PASSAGE PROVIDED.

◆ ◆ ◆ ◆ ◆ ◆ ◆

After sampling 197 products from a range of retailers - for example, Waitrose, Asda, Tesco, Marks & Spencer - the Food Standards Agency (FSA) found aflatoxins - naturally occurring toxins - in 5 per cent of samples taken from nuts and nut-based products.
"Where aflatoxins above the legal limits were detected, the agency has taken action to ensure that these products are no longer available for sale," said the FSA in a statement.
Aflatoxins are produced by certain moulds growing on some food crops during production and storage. Occasionally consuming a small amount of aflatoxin contaminated food is unlikely to cause ill effects, says the FSA, however, aflatoxins have been shown to cause cancer in a number of animal species by damaging DNA.
"There is also some evidence to suggest they may be harmful to humans. Experts have recommended that aflatoxins in food should be reduced to the lowest levels achievable," added the watchdog.
The UK retailers that had the potentially damaging products on sale were quick to respond to the FSA survey. Waitrose, which had a batch of Brazil nuts that exceeded the regulatory limits, told the FSA: "We are well aware of the hazard presented by mycotoxins on nuts and in particular in-shell Brazil nuts, where you report a high level. Our records indicate that all these comprehensive precautions were carried out satisfactorily; so it is very disappointing that your laboratory should return such a high result."

◆ ◆ ◆ ◆ ◆ ◆ ◆

RECORDED INFORMATION.

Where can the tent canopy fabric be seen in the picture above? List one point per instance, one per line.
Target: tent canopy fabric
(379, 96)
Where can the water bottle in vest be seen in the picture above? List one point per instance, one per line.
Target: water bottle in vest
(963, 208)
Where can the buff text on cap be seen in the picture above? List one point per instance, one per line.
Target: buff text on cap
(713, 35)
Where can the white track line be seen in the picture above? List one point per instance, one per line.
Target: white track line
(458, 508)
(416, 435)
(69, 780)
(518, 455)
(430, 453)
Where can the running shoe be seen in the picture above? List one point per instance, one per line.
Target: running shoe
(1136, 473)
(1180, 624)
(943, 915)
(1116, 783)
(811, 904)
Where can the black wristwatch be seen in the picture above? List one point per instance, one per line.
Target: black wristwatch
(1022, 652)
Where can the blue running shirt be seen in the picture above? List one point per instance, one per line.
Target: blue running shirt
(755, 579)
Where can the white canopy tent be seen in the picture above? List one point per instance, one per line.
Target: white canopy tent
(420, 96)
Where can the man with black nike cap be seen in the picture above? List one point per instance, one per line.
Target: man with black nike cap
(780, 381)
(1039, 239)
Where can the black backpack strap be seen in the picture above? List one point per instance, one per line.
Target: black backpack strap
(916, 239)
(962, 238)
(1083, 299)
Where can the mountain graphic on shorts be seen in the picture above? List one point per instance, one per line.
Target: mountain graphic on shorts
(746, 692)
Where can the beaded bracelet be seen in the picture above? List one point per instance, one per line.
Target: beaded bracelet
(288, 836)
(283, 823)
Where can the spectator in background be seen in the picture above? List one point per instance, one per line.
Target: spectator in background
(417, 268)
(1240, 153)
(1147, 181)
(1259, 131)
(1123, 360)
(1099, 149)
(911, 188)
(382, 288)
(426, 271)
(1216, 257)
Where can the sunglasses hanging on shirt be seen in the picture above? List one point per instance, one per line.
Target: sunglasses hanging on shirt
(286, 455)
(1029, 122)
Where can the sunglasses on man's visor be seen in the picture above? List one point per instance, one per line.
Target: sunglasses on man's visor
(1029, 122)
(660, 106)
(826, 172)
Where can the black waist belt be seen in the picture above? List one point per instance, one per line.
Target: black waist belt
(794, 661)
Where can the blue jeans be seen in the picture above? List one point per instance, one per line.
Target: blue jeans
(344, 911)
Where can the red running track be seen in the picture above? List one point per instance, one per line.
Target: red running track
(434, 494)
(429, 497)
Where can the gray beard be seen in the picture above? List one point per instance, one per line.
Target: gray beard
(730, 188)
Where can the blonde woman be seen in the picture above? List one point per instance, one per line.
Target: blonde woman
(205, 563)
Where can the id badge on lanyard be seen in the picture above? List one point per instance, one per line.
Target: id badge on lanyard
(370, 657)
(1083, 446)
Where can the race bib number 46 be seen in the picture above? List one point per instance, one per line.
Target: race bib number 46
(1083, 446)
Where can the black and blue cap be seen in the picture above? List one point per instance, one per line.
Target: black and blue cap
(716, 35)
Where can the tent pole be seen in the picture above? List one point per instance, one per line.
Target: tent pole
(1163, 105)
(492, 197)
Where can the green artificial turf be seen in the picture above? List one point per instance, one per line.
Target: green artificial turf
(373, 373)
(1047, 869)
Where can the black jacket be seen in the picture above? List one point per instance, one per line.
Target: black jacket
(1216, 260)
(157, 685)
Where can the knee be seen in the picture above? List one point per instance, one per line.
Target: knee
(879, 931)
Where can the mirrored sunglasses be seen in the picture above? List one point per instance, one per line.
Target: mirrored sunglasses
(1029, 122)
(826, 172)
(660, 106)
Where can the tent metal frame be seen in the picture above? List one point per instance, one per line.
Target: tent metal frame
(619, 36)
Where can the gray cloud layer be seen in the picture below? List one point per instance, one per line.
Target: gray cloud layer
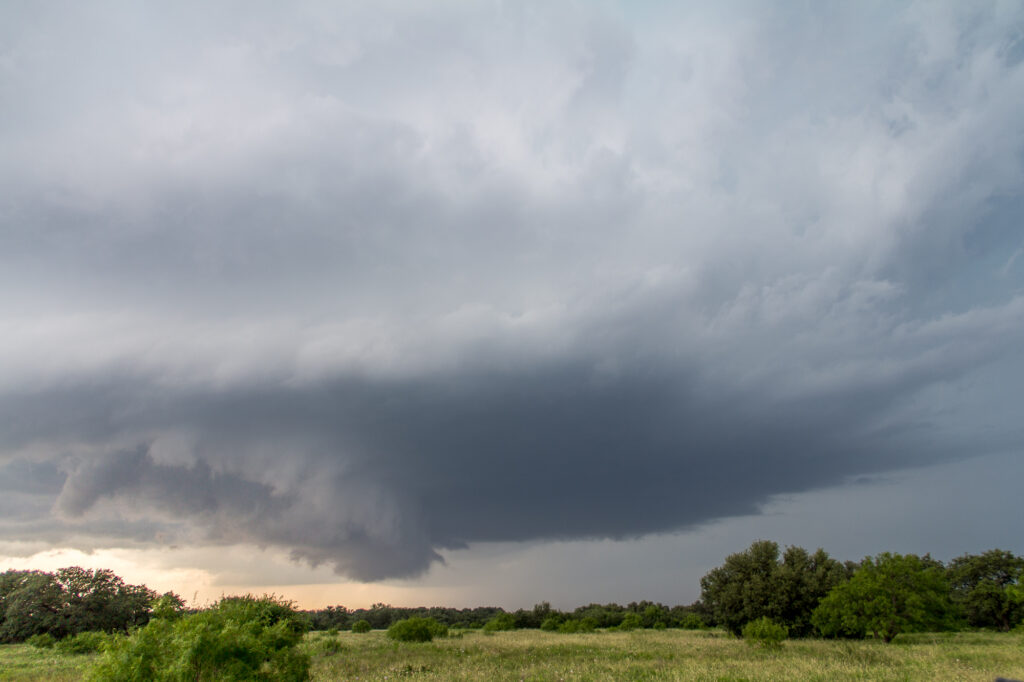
(373, 284)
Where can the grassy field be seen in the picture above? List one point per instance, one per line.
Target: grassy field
(648, 654)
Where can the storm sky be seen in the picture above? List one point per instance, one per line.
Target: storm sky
(502, 294)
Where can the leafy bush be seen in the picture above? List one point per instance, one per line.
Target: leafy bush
(692, 622)
(584, 625)
(416, 630)
(888, 595)
(550, 624)
(43, 641)
(84, 642)
(240, 638)
(500, 623)
(326, 644)
(765, 632)
(631, 622)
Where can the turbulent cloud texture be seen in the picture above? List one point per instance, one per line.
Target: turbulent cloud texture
(371, 283)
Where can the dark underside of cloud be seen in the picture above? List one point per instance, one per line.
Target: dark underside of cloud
(376, 477)
(370, 283)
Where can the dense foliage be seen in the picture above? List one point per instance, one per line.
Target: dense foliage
(803, 593)
(888, 595)
(240, 638)
(757, 584)
(71, 601)
(765, 632)
(417, 630)
(982, 588)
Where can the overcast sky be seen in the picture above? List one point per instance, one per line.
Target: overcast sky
(506, 301)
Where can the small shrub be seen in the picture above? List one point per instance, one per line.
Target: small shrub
(84, 642)
(240, 638)
(765, 632)
(692, 622)
(41, 641)
(416, 630)
(500, 623)
(631, 622)
(584, 625)
(327, 646)
(550, 624)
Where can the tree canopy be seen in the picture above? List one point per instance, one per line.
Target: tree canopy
(757, 584)
(888, 595)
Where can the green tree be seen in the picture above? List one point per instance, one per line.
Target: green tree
(240, 638)
(757, 584)
(99, 600)
(980, 587)
(416, 630)
(888, 595)
(31, 603)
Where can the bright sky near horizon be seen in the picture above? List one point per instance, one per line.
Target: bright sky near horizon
(502, 302)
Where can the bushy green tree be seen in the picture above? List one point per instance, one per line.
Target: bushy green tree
(240, 638)
(765, 633)
(888, 595)
(31, 603)
(631, 622)
(500, 623)
(981, 588)
(757, 584)
(578, 626)
(416, 630)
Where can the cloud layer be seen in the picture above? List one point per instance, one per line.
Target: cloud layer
(373, 284)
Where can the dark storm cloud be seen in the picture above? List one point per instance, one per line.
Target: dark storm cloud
(375, 284)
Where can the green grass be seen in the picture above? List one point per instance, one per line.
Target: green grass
(20, 662)
(644, 654)
(670, 654)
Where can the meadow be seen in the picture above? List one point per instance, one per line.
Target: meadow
(642, 654)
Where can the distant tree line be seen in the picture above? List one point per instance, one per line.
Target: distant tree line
(70, 601)
(380, 616)
(806, 594)
(883, 596)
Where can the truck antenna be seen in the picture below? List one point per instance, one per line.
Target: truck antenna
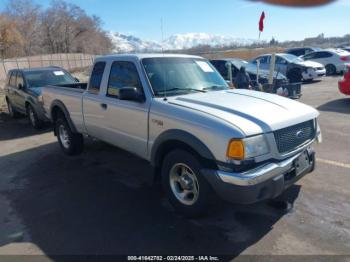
(162, 46)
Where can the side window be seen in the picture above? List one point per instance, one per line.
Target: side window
(96, 77)
(19, 80)
(13, 79)
(123, 74)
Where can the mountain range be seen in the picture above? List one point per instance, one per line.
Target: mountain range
(129, 44)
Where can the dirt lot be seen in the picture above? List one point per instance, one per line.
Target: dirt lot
(103, 202)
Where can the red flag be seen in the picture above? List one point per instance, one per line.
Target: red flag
(261, 22)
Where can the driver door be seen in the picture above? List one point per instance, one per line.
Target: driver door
(281, 65)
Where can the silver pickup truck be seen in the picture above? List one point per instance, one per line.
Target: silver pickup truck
(201, 137)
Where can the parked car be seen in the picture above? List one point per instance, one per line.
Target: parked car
(345, 48)
(280, 82)
(23, 91)
(293, 67)
(344, 83)
(300, 51)
(200, 137)
(334, 60)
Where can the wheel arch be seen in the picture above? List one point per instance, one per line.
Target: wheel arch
(57, 108)
(179, 139)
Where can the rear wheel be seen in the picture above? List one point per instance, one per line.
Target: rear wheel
(33, 118)
(331, 70)
(71, 143)
(187, 190)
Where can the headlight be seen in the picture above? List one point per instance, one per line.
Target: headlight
(246, 148)
(40, 99)
(309, 69)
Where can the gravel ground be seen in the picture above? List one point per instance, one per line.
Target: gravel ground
(103, 202)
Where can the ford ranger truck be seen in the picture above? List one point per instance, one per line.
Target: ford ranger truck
(202, 138)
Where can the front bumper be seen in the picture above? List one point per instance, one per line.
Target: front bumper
(265, 182)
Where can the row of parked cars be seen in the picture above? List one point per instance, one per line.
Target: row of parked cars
(334, 60)
(23, 90)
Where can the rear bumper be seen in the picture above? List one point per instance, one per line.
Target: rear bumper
(265, 182)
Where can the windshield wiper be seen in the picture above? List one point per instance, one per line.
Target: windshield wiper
(181, 89)
(214, 88)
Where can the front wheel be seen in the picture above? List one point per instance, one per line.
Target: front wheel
(187, 190)
(71, 143)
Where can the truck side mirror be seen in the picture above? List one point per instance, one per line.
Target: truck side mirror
(131, 94)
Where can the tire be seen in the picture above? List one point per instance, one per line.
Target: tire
(294, 76)
(331, 70)
(70, 143)
(187, 190)
(12, 111)
(33, 118)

◆ ◆ ◆ ◆ ◆ ◆ ◆

TASK SET.
**A.** Transcribe the passage of the aflatoxin article starting at "After sampling 197" and ending at "by damaging DNA.".
**B.** Name every retailer the aflatoxin article mentions.

ANSWERS PER TASK.
**A.**
After sampling 197 products from a range of retailers - for example, Waitrose, Asda, Tesco, Marks & Spencer - the Food Standards Agency (FSA) found aflatoxins - naturally occurring toxins - in 5 per cent of samples taken from nuts and nut-based products.
"Where aflatoxins above the legal limits were detected, the agency has taken action to ensure that these products are no longer available for sale," said the FSA in a statement.
Aflatoxins are produced by certain moulds growing on some food crops during production and storage. Occasionally consuming a small amount of aflatoxin contaminated food is unlikely to cause ill effects, says the FSA, however, aflatoxins have been shown to cause cancer in a number of animal species by damaging DNA.

**B.**
Waitrose
Asda
Tesco
Marks & Spencer